What the task asks
Extend the chapter summary about Denis and the annual Charity Fair beyond its last sentence.

Oh, these rags and tags of other people’s making! Would he ever be able to call his brain his own? Was there, indeed, anything in it that was truly his own, or was it simply an education?

Depressed, Denis walks down to the boathouse by the lake where he finds Mary sitting, depressed after receiving a postcard from Ivor who has moved on to his next house party, and which makes it quite plain he’s moved on from her, while she has fallen fatally in love with him.

Chapter 25

Mr Wimbush announces the annual Charity Fair and Anne groans in horror. Quickly she signs up all the guest to perform functions. Gombauld cheerfully says it sounds like a holiday. This triggers a long disquisition by Mr Scogan about holidays, we can never have holidays because we can never escape from ourselves or our human nature.

‘Isn’t a complete and absolute change precisely the thing we can never have—never, in the very nature of things?’ Mr. Scogan once more looked rapidly about him. ‘Of course it is. As ourselves, as specimens of Homo Sapiens, as members of a society, how can we hope to have anything like an absolute change? We are tied down by the frightful limitation of our human faculties, by the notions which society imposes on us through our fatal suggestibility, by our own personalities.’

Mr Scogan is described as beaky and saurian, with claws instead of hands. Is he a caricature of the philosopher Bertrand Russell?

Chapter 26

Feeling soulful and sad, as usual, Denis looks down at the hubbub of the annual Fair, and then goes down amongst it, among all those people, amazing to think they all have souls and minds like his, are individuals full of hopes and fears and criticism. He steps down into the crowd and visits the stalls, the Tattooed Lady, the Largest Rat in the World, the funfair rides, a balloon flying loose up into the sky.

(Pointing and labeling entries)
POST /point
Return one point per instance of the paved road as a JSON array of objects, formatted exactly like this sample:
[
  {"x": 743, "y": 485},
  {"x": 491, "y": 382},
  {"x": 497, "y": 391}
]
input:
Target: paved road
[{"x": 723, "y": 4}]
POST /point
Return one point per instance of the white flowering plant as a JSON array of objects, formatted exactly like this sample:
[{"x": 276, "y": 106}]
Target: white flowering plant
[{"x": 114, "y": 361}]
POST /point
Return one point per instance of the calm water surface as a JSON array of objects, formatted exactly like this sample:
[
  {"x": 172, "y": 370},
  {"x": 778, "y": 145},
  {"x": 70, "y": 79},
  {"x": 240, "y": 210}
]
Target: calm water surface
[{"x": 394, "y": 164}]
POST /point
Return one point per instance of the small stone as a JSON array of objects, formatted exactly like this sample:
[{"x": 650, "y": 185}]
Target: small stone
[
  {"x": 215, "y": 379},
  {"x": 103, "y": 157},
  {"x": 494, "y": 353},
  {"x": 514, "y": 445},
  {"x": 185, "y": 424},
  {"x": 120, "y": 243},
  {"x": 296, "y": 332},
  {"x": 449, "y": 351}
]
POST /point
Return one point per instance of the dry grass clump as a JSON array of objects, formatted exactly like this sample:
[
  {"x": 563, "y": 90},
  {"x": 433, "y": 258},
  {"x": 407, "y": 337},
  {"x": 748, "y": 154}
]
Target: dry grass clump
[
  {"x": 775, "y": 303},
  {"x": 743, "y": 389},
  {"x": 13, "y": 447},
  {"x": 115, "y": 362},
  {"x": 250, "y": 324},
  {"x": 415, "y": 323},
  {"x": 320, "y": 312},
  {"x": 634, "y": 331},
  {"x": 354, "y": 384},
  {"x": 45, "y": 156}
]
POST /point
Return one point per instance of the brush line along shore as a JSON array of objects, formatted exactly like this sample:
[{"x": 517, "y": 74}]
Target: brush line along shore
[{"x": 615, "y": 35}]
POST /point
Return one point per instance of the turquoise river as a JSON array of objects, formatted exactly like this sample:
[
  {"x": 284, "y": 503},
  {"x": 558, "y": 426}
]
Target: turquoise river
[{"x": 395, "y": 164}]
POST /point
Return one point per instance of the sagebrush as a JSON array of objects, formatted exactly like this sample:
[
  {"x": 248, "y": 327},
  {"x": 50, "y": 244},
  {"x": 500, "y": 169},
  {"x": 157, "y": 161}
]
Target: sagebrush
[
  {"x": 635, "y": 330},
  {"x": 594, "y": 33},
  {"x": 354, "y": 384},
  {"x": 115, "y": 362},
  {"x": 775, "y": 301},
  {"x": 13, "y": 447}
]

Output of the task
Chapter 27

Mr Scogan is dressed up as a gypsy palm reader, ‘Sesostris, Sorcoress of Ecbatana’, and very funnily gives people dark hints about their doom-lade futures. The result is that he is wildly popular and a big queue forms outside his tent. We watch him reading the palm of one susceptible young woman and – it appears – predicting that a short beaky-faced man will meet her next Sunday afternoon at 6pm and she will take him down to the woods for some rumpy-pumpy. Hmm.

Denis wanders on to the trestle table where Anne is serving mugs of tea. There’s a neat pile of the poem Denis wrote specially for the fair. They had five hundred copies printed. It is a page long and mournful and completely inappropriate for a people’s fair. He asks Anne how many copes have been sold (at tuppence a go). Three.

Old Mrs Budge who, when the government announced that it needed peach stones (for unknown reasons) bravely did her bit for the war effort and in 1916 ate 4,200 peaches and sent the stones to the government. In 1917 the government called up three of her gardeners and she was only able to eat 2,900 peaches, which may explain why the allies fared so badly in that disastrous year.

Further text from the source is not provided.